BEGIN RECORDS TO PROCESS

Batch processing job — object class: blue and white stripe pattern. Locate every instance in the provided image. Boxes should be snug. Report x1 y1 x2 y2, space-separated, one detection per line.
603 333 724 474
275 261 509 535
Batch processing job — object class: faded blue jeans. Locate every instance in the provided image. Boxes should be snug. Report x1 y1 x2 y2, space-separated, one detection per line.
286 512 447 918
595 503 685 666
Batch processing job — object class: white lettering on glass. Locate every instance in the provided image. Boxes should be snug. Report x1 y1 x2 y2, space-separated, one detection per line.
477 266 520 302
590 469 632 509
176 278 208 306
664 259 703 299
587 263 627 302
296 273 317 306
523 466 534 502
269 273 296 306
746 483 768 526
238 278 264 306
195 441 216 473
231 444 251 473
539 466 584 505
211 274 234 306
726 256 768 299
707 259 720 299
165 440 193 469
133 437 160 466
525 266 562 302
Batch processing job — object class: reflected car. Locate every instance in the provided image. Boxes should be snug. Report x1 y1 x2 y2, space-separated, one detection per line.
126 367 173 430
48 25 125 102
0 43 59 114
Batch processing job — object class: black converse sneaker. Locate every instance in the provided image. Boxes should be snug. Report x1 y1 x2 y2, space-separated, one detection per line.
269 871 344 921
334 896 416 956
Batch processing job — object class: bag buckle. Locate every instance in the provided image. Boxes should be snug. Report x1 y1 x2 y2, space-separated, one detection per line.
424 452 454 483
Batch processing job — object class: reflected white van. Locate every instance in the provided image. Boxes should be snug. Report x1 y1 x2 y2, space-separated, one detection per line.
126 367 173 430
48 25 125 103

END RECORDS TO PROCESS

#### GIVEN INSTRUCTION
Output the part of the records that opens with the line containing "Batch processing job — object class: reflected car." and runs through the end of the records, reproducing every line without any change.

#### SOLUTION
Batch processing job — object class: reflected car. Locate every instance in the provided image. Boxes should be snug. Report x1 y1 x2 y2, space-separated, one detection per line.
126 367 173 430
48 25 125 102
0 43 59 114
Batch processing job — object class: black converse sneaker. Locate every instance in the provided image. Boxes should be snug. Report x1 y1 x2 y2, space-separated, one detection per line.
269 871 344 921
334 896 416 956
Batch processing job — object class: bag buckle. Locate every instance in the provided image. Boxes should be snug. Report x1 y1 x2 y2, space-separated, one detection per line.
424 452 454 483
Batch processing job — object class: reflected white van. Locate every instance in the provided image. Boxes should be snug. Report x1 y1 x2 y2, space-separated, one detection per line.
126 367 173 430
48 25 125 103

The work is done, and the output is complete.